Martyn Daniels, VP Marketing, Media Publishing, VCIL

Delivered to 30th Editur International Supply Chain Conference, Frankfurt Book Fair , Frankfurt, 2008

Can we remember a week in publishing where we didn’t hear anything about digitisation and technology? Today we open our newspapers and turn on our TVs to hear about ebooks, online, widgets, podcasts, what sometimes appears to be a new ereader every month and a new mobile phone or development every week. But these are just the delivery mechanisms and the consumer devices.

Does it mean that we are digital? No. It merely means that we distribute and potentially sell digital content.

Digital publishing not just about what we may or may not sell its about how we acquire rights, develop them, market them, store them, render them into saleable product, distribute and profit from them. For this to happen we have to consider how Digital publishing becomes publishing.

When we started this digital journey, many publishers found that they didn’t even have their typesetter and printer files, merely the physical book. Wrestling back the typesetters’ PDF file was often at a prohibitive cost for not much gain. Many started to digitise their backlist, scanning and converting physical books to create digital content.

In addition to getting their files back from the typesetters and printers publishers began, where rights were cleared, to convert the typeset PDF to digital files. The fact was that publishers often only went digital only after the printed book was produced. The process from manuscript to finished physical product remained exactly the same analogue process.
As a result, many ebooks are mere digital reproductions of the physical book and for many purposes or requirements, this is perfectly acceptable.

However, as we have often said, publishing in not one industry but a number of sectors that were joined together by a common format – the book. As we explode that book spine, the differences become more marked. We see different sectors facing different issues and moving in sometimes different digital directions at different speeds. Importantly, some publishers now have to view digital content very differently. As a result they have had to look very hard at each of the editorial, production, marketing and development processes. This has forced publishers to rethink what they produce and how and when they produce it.

Moving the digital issue upstream into the editorial and production process is about increasing the publishing output options past print, delivering significant productivity benefit, providing greater control of assets and reducing costs.

This means change.

Today I want to introduce ten issues to consider when you look at supporting creativity or the heart of publishing. However, first I want to share with you some other thoughts about some the challenges in this area.

Store it once and render it many, is beyond a mere a battle cry for digital distribution - it is a sensible strategy right across the book’s lifecycle.

As we start to develop digital content we also need to understand digital context that is to say the metadata, marketing information and basic bibliographic record and its creation, management and relationship to content. Very importantly we now also need to understand Rights and their relationship to content.

It’s ironic for an industry that is about content and rights that we appear to separate the two at birth and manage them separately thereafter.

Publishers in recent years have moved to make their PDF files compatible with print on demand services and in doing so ‘keep them in print.’ Print on demand may have started as short cycle printing, but is now becoming a demand driven model and viable for most backlist titles. Print on demand offers much but it is still just another production print process and output. We still await the flip from print books and distribute books, to distribute files and print books. But that’s another story

Let’s look at the different content, complexities and inputs and outputs that must be supported.

Excerpts of labeled region data:

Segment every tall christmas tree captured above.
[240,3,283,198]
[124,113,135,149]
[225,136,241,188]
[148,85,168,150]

--- STATED EXERCISE ---
Resume the conference talk on digital publishing after its final sentence, keeping its voice and subject.

--- FINAL RESULT ---
There is ‘living content’ such as dictionaries and encyclopaedias. Here, the currency of the information is important and therefore the online or digital product often has greater value than the printed one, which is perpetually becoming out of date. Publishers in sectors such as education often wish to generate multiple renditions from the same content source and generate the likes of course notes, students’ notes, teacher’s notes, assessments etc. Children’s and reference book publishers may wish to incorporate animation and other media in one rendition whilst maintaining the more static print rendition. Reference, Academic and STM Publishers are among those who need to manage collaborative works with many contributors, editors and where the content itself is often managed as individual fragments. Others just want to manage the various degrees of complexity such as found in textural works and academic monographs.

The point is that there are many different outputs, inputs and processes in publishing.

The first approach to moving upstream has been with us some 5 years. It involved converting the book to XML before typesetting. This ‘XML First’ approach effectively converted the publisher’s typeset-ready copy into XML, which could then be rendered to print and also many digital formats.
For complex typesetting that could not be achieved via templates the XML could be flowed into publishing typesetting tools such as Indesign.

XML First was a short term solution and although it reduced production and conversion costs, these were marginal. Principally it was still dealing with finished print based content and still presented challenges in providing effective Workflow, enabling late changes, and providing materials such as metadata and marketing.

As I have already said I would propose that there are ten areas that you need to be consider in digitising the development process and content. If there is nothing else you take away from this presentation it should be these ten considerations.

First, there is the basic process.

Although we may add or modify the steps, we can all relate to the step chart. The reality is that there is not one process. We may start with a template but whether we are talking about paperbacks, or highly illustrated works, childrens’ books, tabular works, monographs, or anything and everything in-between, the one reality is, that the process will change. What is certain is that the process is at best reiterative, and at worst, what some may call chaotic, and others, creative in its nature.

This is not a problem, if you build content systems to accommodate this dynamic workflow perspective and tolerance.

Second, let’s consider the editorial development tools required.

Editors need tools that fully support document creation, review and annotation, cross-referencing, indexing, tracking of all changes, version control, rollback and forward revisions management.

However Editing tools by themselves are not the answer but only part of the answer.

Third, the development team is that a team who need to communicate.

They may be Project Managers, Editors, Agents, Authors, Production, Rights, Marketing, Legal, Sales. They may be in different buildings, companies, countries and even time zones. They will all have different roles and responsibilities and will communicate not just on the content itself but via others tools such as email, phone, post it notes etc.

They all need to communicate, and what is important is that all this communication is captured and is part of the solution. All too often the communication and decisions are captured in other systems and not against the content itself. They lie within email silos and are not tagged to the work.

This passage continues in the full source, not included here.